• GIVEN PROBLEM A:
Retype the records word for word, starting at the line that contains "Please pin the winding" and ending with the final line of the records. Include both of those lines.

• DOCUMENT:
It’s just as well. I will never have that holiday, or likely one like it again. Back then I was entirely self-involved, and part of the escaping was because my life felt so small, and it was because I lived it for me. This is by no means a comment on anyone else or any other holiday or escape plan, just mine. Mine was of a time, and a me that I am thankful to leave behind.

Now there is much more to consider. This life is so very rarely one from which I long to escape.

The other day I found some pictures though, and I remembered. In a not-as-rare-as-I’d-like moment of stress-induced crazy, I wished to be somewhere else, and diving into one of my photo’s Mary Poppins style sounded great. Suddenly I remembered what it felt like the first time I visited Tesco and saw a row of cereal I didn’t recognise and my heart leapt for joy. I remembered the feel of awkward Italian yielding me a friend, a Pompeii exploring, water-taxi splashing, extending my time in Sorrento friend. Crying when I first glimpsed the Colosseum. Buying cheese and throwing my arms around my sister in Paris, and drinking lychee-flavoured liqueur on Christmas day with a friend who brought couscous from London on the train.


I remembered what it felt like to be unknown and unencumbered, and it felt amazing. It felt like anything could happen, and also like it didn’t really matter what did because tomorrow it might change. I relished that at the time. And occasionally now I want it again, the lack of responsibility or people to answer to, text messages and expectations.

• EXTRACTED INFORMATION:
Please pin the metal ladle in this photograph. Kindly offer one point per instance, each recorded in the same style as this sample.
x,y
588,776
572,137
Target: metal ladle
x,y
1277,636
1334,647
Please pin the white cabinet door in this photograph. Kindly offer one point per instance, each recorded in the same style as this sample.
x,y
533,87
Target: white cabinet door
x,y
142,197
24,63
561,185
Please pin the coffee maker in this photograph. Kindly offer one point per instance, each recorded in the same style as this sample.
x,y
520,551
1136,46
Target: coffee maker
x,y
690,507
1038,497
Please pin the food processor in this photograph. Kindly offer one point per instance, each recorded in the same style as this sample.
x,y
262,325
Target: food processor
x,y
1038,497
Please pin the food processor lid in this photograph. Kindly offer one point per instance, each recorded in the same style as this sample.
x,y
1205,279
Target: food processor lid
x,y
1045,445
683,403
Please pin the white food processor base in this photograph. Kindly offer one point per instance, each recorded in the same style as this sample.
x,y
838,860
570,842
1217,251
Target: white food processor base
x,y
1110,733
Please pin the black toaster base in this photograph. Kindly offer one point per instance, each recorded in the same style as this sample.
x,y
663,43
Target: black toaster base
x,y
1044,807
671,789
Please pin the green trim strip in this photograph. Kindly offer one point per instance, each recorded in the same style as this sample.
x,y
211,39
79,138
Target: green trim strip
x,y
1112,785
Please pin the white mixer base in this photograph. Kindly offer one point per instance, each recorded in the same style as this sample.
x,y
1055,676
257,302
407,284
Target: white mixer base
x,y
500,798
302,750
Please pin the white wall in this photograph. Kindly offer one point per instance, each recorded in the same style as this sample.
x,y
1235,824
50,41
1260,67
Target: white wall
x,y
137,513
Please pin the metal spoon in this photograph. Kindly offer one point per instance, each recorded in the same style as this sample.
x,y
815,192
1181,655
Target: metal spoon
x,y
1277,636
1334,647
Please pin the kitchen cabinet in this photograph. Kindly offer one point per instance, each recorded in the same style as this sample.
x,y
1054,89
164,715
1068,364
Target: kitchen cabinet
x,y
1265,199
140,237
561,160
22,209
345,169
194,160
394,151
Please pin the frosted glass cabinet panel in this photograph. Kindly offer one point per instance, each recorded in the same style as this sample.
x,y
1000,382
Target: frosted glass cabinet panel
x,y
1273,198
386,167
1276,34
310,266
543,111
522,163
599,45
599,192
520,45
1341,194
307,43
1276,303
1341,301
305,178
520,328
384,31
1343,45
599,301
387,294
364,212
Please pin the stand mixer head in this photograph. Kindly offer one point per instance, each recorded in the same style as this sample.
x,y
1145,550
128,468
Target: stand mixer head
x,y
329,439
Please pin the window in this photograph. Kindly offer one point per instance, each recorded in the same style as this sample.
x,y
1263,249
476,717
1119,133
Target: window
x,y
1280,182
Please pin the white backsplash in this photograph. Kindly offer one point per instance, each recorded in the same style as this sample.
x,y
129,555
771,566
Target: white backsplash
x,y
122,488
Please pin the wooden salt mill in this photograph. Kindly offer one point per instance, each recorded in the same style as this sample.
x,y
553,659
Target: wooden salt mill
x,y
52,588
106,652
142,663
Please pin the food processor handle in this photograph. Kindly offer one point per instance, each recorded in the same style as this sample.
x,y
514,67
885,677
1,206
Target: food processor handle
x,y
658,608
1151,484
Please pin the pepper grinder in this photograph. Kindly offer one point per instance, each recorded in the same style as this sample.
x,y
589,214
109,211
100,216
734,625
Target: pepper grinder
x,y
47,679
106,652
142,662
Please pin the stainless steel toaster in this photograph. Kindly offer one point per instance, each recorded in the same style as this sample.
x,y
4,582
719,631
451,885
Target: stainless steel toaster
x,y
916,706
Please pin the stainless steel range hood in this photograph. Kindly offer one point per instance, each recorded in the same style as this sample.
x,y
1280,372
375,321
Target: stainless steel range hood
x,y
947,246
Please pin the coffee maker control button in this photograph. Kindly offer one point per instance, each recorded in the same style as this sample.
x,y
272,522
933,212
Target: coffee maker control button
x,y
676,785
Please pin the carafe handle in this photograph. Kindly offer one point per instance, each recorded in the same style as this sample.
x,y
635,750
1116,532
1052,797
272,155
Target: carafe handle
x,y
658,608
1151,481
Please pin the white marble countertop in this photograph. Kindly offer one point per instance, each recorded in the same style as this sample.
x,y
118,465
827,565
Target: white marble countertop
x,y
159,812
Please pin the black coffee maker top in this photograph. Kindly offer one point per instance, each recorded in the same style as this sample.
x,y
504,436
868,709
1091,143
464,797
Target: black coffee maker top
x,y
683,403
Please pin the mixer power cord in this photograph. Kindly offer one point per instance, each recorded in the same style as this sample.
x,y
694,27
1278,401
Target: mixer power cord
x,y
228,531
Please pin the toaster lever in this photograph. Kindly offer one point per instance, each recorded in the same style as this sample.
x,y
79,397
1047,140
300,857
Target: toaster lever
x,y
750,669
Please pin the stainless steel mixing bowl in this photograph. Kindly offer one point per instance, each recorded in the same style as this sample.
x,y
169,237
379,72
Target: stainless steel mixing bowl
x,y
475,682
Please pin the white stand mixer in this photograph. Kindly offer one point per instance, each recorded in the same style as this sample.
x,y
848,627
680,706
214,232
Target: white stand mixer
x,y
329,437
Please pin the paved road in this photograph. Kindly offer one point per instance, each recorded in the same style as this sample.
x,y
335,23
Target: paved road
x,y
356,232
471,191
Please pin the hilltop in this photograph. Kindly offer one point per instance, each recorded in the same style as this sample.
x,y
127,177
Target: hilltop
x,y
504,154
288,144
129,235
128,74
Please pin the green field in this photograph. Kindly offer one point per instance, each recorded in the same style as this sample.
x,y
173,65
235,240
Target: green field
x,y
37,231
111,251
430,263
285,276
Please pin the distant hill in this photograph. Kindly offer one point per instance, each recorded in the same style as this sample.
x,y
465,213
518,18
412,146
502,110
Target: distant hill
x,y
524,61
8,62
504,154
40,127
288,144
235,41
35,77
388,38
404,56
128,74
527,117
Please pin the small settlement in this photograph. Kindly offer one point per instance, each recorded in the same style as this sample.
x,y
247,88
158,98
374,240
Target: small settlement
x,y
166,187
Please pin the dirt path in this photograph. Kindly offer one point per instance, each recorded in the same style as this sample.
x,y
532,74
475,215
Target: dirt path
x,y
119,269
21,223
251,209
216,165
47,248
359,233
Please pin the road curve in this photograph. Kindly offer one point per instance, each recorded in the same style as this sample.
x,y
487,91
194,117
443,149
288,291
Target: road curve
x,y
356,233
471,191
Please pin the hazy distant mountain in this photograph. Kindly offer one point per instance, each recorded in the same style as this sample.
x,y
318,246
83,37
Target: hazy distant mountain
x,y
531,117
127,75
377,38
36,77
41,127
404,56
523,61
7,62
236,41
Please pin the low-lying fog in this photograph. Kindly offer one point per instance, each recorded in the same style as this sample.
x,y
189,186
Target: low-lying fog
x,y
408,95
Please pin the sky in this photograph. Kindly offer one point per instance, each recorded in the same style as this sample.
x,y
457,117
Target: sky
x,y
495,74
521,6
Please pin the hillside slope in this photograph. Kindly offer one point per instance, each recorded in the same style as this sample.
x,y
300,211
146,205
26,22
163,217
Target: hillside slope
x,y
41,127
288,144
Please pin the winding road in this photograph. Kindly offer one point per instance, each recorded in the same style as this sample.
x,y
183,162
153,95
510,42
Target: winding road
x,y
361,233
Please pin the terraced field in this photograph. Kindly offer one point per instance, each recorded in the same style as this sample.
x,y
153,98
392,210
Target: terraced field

• GIVEN PROBLEM B:
Write what comes next in the essay about remembered travels, picking up after its last sentence.

• RESULT A:
Please pin the winding road in this photograph. Kindly offer one point per instance, each recorded in the same style as this sample.
x,y
183,162
153,95
510,42
Target: winding road
x,y
361,233
Please pin the terraced field in this photograph. Kindly offer one point per instance, each recorded in the same style as this sample.
x,y
153,98
392,210
Target: terraced field

• RESULT B:
I wanted it this past week because of exams coming up after a semester that has left me thankful but tired. I do not want to hang on for another 3 weeks. But my life is not about want or escape any more.

Because it turns out that I wasn’t unknown or unencumbered 8 years ago anymore than I am today. I ran as far as I could, only to return to Australia and run into the embrace of a Newcastle family who would change my life, and ensure that I would never need to run again.

Martin and Jen. NCS. So thankful to God.

I have wanted, so many times, to write about NCS. NCS – the AFES group on my uni campus – changed my life*. There I heard about Jesus who didn’t come to save me so that I could live a life that was all about myself. He saved me FOR something – himself. (I had heard this message my whole life, but it never meant what it should until I went to uni). And the ‘what next’ is still being worked out, that’s what these years now are about. I don’t know what next, but I know why. Because of Him.

Because of Jesus my life is not my own. It is not small. It is not something that makes me write out long despondent notes to myself about how things should be different as I sip my 12th herbal tea of the day and wait for 5pm. I am not the centre of Jesus plan – to my own immense good. He is the centre. His death on the cross for sinners, of which I am one (the worst), infuses every corner of this life of mine with meaning.

Sometimes when I’m trying to memorise paradigms or cram facts into my brain for easy retrieval, it is easy to forget that. It is very easy for me to seem pretty damn important to myself. It is very easy to long to be back in an old life, buying books in an airport, stumbling upon Christmas markets, feeling as though I knew what freedom meant.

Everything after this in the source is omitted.